> EXERCISE INSTRUCTIONS
Copy out all the data, word for word.

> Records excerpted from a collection
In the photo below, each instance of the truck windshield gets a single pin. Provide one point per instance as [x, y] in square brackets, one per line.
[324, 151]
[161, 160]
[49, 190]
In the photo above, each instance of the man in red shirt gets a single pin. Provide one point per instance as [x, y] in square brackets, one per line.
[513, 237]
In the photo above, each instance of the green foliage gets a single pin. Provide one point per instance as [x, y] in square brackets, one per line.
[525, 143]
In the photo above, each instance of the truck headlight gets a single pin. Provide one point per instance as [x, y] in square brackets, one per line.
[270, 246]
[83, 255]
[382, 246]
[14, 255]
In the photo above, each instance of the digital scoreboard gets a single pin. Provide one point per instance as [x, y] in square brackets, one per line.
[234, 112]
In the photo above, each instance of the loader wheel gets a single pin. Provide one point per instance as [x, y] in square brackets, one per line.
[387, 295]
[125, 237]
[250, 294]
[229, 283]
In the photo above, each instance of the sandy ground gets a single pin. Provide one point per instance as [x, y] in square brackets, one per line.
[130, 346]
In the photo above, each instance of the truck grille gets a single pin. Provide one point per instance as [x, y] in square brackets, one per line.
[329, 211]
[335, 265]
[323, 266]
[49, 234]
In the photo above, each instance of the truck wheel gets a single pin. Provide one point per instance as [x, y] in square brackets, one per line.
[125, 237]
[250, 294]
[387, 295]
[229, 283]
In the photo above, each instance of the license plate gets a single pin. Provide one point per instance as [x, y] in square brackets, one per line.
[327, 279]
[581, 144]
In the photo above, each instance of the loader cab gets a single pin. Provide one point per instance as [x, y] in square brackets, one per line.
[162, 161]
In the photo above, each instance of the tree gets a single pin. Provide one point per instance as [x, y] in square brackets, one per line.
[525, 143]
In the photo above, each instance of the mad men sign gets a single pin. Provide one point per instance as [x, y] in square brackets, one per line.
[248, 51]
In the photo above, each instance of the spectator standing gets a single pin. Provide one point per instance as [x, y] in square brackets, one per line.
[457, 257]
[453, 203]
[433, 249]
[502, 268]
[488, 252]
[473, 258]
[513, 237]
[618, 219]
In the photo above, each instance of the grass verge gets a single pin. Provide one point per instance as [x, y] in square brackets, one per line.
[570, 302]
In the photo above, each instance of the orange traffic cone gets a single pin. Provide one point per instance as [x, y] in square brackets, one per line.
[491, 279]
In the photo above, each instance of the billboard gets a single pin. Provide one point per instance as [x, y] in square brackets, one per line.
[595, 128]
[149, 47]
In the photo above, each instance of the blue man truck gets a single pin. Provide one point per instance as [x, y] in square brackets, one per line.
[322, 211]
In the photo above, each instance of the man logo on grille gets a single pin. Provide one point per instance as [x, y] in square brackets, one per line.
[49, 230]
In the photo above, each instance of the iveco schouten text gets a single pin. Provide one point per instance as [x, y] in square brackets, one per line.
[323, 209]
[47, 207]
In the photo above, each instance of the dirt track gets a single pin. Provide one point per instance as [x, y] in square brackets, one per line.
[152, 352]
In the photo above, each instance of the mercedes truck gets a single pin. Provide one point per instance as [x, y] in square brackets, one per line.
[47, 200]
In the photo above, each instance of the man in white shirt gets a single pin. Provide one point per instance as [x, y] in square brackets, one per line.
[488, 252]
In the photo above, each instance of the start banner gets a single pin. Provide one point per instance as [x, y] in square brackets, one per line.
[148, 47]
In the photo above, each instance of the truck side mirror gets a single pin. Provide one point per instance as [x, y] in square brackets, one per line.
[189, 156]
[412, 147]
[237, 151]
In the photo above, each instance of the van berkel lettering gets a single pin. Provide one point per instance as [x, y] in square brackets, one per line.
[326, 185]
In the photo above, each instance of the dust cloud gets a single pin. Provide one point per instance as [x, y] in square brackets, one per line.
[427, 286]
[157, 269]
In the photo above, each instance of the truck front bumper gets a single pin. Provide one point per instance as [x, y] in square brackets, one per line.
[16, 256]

> RESPONSE TO THE TASK
In the photo below, each instance of the truck windshield gets a single pin. Provide one point per instance as [x, y] in square brackets, one per line.
[324, 151]
[161, 160]
[49, 190]
In the photo above, each instance of the man in red shirt gets a single pin. Provide one point per instance as [x, y] in square brackets, one per line.
[513, 237]
In the photo above, each instance of the green foliage gets a single pin. Provide one point per instance as [x, y] in square brackets, one per line.
[525, 143]
In the photo above, each instance of the truck headlight gets a single pin. Provide one point per instance as [x, y] in square brackets, one per line.
[270, 246]
[83, 255]
[382, 246]
[14, 255]
In the photo above, each instance of the digital scoreboard gets a single pin. Provide one point per instance as [x, y] in square brackets, one per line.
[234, 112]
In the photo above, each instance of the loader wheel gets a single pin. Provide one point per instance as [x, y] in square brackets, one per line.
[387, 295]
[125, 237]
[250, 294]
[229, 283]
In the photo above, each instance of the sandy ground gets a single pin. Provide one point per instance as [x, y] in square brackets, one per line.
[130, 346]
In the photo above, each instance of the truck grille gets a single pin. Provide one point per instance as [x, y] in square brackets, one per line.
[329, 211]
[335, 265]
[323, 266]
[49, 234]
In the photo above, each instance of the truck wheel gets a single pin. Provide one point per instance as [x, y] in square brackets, one per line.
[125, 237]
[250, 294]
[387, 295]
[229, 283]
In the photo above, each instance of the license plate gets a single pin. Provide one point per instance as [x, y] in square brackets, one per line.
[327, 279]
[581, 144]
In the photo above, each instance of the loader cab gets a single pin. Provide one point per instance as [x, y] in square brackets, one per line.
[162, 161]
In the photo above, each instance of the tree gets a single pin. Provide one point per instance as [x, y] in square brackets, one per line.
[525, 143]
In the photo above, each instance of the mad men sign gets a single pin. Provide one point per instance as [x, y] in square brackets, one per line.
[248, 51]
In the photo above, each instance of the spectator standing gets a single pin. Provide one point per instance as [x, y] in square brackets, one per line.
[457, 257]
[453, 203]
[433, 249]
[502, 268]
[488, 252]
[473, 258]
[513, 237]
[618, 219]
In the photo above, each instance of the grass verge gets a single pin. Provide one point per instance as [x, y] in square brackets, one per line.
[570, 302]
In the photo above, each instance of the orange traffic cone gets a single pin. Provide one point per instance as [x, y] in square brackets, one per line.
[491, 279]
In the photo above, each instance of the billboard gets a single pin. Provide one point per instance as [x, y] in square brackets, one per line.
[595, 128]
[149, 47]
In the photo above, each instance of the blue man truck gets a single pin. Provide one point per instance as [x, y] in square brackets, one per line.
[322, 211]
In the photo above, each instance of the man logo on grille gets a single pin. Provide one point per instance as [x, y] in square brackets, one per line.
[49, 230]
In the photo above, each instance of the iveco schouten text gets a single pin. Provide one point per instance as [x, y] in square brackets, one per line.
[323, 209]
[47, 207]
In the photo above, each instance of the dirt track gets a single pin. Provide one point per instance as [x, y] in square brackets, one per line.
[152, 352]
In the photo above, each instance of the mercedes truck gets a single pin. Provide one point per instance as [x, y] in square brackets, one per line.
[47, 200]
In the photo above, each instance of the man in white shirt gets a single pin. Provide one point per instance as [x, y] in square brackets, one per line.
[488, 252]
In the photo above, each instance of the start banner gets a single pin. Provide one point per instance as [x, y] in square brackets, one per line.
[148, 47]
In the photo above, each instance of the truck side mirror gets a single pin. Provide one point per instance as [x, y] in square brackets, one per line.
[189, 156]
[412, 147]
[237, 151]
In the photo above, each instance of the van berkel lettering gets a single pin. Provide one point per instance as [x, y] in square brackets, one per line.
[326, 185]
In the photo above, each instance of the dust cloud gets a single pin. Provide one point per instance as [x, y] in square brackets, one per line.
[427, 286]
[157, 269]
In the photo above, each instance of the truck front bumper gets a single pin. Provide one point per instance as [x, y] in square brackets, one per line.
[16, 256]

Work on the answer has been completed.